▶ **EXERCISE DESCRIPTION**
Identify each line in the data below that contains the string "green", and reproduce every such line in full. The match is case-sensitive.

Coordinate annotation records

** begin **

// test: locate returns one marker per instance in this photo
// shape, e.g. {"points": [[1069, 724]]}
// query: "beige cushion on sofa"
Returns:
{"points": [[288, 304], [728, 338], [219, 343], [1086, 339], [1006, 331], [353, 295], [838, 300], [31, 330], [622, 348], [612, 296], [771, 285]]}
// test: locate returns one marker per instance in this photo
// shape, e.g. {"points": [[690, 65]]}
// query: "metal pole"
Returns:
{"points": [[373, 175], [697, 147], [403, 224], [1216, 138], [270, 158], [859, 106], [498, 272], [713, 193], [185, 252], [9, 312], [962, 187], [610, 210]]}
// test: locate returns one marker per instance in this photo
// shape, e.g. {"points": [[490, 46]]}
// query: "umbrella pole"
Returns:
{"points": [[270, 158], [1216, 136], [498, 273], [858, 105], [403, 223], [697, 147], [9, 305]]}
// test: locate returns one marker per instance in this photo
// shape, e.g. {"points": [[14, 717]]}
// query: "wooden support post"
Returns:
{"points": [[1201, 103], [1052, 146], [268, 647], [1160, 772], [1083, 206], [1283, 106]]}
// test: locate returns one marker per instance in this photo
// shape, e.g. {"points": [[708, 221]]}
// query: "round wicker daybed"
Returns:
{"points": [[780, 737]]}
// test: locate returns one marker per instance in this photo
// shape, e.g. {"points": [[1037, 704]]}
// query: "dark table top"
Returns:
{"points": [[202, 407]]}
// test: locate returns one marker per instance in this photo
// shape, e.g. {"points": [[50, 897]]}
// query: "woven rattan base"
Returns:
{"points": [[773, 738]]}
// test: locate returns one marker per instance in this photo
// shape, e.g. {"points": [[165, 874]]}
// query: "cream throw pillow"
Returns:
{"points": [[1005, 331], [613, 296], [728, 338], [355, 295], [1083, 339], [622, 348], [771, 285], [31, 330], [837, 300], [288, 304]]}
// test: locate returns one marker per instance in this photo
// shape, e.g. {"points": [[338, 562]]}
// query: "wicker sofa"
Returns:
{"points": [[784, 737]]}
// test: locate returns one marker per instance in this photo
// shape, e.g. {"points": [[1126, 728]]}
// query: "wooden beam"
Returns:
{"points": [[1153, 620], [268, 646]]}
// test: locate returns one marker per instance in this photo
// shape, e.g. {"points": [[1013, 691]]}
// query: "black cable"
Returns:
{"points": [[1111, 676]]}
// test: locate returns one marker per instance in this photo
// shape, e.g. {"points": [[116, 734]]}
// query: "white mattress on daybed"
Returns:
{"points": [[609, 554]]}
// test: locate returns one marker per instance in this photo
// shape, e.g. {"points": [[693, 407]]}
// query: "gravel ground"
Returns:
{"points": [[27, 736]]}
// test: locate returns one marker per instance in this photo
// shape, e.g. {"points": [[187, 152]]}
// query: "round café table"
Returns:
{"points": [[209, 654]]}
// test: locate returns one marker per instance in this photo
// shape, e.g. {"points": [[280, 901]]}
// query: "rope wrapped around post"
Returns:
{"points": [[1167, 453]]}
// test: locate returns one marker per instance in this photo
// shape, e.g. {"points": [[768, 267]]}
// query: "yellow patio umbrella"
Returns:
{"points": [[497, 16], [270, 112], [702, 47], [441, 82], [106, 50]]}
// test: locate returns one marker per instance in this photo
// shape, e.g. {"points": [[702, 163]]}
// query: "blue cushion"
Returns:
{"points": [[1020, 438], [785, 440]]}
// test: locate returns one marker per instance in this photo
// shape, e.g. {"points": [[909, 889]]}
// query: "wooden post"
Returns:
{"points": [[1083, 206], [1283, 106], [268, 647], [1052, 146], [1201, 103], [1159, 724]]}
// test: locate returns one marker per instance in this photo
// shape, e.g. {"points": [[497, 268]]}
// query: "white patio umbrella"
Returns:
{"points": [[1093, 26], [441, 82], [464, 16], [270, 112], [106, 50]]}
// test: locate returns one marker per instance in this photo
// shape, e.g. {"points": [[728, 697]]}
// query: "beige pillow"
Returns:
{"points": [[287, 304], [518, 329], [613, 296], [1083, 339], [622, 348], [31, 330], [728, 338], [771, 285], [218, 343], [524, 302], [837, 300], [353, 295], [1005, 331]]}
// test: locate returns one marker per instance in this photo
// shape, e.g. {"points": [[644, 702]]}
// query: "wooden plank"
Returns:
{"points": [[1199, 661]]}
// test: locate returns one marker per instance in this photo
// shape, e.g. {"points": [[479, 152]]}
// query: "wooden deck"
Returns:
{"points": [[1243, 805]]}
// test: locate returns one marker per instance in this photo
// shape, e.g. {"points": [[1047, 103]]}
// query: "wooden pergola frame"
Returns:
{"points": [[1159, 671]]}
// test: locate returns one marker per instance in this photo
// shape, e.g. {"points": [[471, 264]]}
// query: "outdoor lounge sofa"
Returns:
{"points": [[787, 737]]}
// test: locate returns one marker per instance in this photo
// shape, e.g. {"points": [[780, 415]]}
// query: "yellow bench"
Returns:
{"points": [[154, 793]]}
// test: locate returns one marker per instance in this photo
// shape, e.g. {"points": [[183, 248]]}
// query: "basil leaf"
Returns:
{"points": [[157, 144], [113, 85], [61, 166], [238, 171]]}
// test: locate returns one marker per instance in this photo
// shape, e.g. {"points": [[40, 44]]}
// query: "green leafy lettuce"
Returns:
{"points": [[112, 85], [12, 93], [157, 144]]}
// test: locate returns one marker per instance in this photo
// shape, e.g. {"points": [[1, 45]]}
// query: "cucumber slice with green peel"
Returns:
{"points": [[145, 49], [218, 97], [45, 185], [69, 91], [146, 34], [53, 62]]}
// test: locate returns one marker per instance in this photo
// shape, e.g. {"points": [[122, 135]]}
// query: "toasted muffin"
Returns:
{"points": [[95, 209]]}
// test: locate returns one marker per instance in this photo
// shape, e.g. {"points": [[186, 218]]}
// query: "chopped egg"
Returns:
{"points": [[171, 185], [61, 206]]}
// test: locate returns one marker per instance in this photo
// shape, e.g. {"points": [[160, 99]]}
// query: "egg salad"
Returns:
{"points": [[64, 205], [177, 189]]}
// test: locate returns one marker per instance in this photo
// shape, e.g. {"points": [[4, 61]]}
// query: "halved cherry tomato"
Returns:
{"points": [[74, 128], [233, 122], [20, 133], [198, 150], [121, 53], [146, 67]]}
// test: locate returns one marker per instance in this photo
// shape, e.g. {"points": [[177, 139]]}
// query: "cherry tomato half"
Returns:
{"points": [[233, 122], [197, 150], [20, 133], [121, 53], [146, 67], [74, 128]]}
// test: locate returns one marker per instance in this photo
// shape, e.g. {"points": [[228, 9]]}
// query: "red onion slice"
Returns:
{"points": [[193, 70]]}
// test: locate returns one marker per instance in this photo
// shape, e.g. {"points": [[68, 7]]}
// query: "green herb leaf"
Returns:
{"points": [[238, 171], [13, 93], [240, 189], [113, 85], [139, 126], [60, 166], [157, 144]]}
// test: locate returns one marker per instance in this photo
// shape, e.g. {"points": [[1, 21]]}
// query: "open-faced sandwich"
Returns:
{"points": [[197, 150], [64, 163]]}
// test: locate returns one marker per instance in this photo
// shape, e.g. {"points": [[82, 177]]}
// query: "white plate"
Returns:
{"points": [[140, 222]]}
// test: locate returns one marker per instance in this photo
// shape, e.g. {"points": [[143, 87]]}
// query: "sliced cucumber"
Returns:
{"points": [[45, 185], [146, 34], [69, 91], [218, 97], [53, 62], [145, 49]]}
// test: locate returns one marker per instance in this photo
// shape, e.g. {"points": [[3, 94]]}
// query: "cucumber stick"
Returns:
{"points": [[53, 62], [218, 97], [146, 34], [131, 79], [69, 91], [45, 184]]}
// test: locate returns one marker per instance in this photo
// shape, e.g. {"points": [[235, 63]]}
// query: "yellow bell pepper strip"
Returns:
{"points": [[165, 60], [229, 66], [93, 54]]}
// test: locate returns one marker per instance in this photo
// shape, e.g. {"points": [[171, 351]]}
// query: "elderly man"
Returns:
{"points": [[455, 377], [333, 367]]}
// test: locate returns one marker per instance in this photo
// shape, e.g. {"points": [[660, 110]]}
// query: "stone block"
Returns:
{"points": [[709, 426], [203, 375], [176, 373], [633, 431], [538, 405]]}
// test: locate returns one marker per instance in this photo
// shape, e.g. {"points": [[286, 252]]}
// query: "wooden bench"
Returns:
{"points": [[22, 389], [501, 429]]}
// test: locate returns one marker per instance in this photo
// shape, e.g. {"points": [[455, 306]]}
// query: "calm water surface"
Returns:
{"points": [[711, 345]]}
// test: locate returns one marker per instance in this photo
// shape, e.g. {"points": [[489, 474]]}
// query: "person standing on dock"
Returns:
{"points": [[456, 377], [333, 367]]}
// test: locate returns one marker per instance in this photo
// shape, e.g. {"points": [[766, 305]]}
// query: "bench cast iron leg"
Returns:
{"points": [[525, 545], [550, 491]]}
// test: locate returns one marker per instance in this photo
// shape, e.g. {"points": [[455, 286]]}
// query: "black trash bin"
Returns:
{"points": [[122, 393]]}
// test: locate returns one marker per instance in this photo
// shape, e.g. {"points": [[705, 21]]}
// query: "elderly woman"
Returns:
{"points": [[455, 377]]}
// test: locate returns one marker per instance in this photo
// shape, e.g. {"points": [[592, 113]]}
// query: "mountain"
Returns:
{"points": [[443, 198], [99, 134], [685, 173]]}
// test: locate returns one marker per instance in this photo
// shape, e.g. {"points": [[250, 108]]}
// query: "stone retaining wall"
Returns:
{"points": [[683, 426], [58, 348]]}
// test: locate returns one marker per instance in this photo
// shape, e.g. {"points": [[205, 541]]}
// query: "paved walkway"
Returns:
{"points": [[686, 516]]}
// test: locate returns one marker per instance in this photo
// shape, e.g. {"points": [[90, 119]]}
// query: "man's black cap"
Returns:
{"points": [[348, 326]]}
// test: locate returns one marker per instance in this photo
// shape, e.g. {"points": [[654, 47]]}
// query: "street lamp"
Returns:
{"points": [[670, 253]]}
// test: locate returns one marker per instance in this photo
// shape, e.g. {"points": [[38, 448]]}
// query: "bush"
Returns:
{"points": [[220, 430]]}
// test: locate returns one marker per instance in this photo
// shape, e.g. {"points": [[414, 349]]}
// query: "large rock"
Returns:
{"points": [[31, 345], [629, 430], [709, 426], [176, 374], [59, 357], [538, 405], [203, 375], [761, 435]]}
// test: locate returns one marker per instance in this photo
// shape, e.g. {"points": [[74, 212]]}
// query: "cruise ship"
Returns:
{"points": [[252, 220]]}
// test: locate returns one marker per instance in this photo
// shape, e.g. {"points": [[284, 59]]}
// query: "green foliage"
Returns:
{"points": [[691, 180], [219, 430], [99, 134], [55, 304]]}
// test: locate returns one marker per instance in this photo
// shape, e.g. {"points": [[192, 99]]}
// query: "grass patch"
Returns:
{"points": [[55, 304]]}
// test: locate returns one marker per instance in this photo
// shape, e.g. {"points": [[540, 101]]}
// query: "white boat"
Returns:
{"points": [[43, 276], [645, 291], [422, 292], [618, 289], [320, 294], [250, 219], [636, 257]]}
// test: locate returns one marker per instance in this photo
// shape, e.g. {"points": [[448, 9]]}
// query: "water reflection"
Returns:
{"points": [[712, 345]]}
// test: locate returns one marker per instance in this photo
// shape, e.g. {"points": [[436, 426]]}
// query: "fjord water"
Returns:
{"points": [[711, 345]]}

** end **

▶ **COMPLETE RESPONSE**
// query: "green leafy lettuce"
// query: "cucumber slice with green peel"
// query: "green herb leaf"
// query: "green foliage"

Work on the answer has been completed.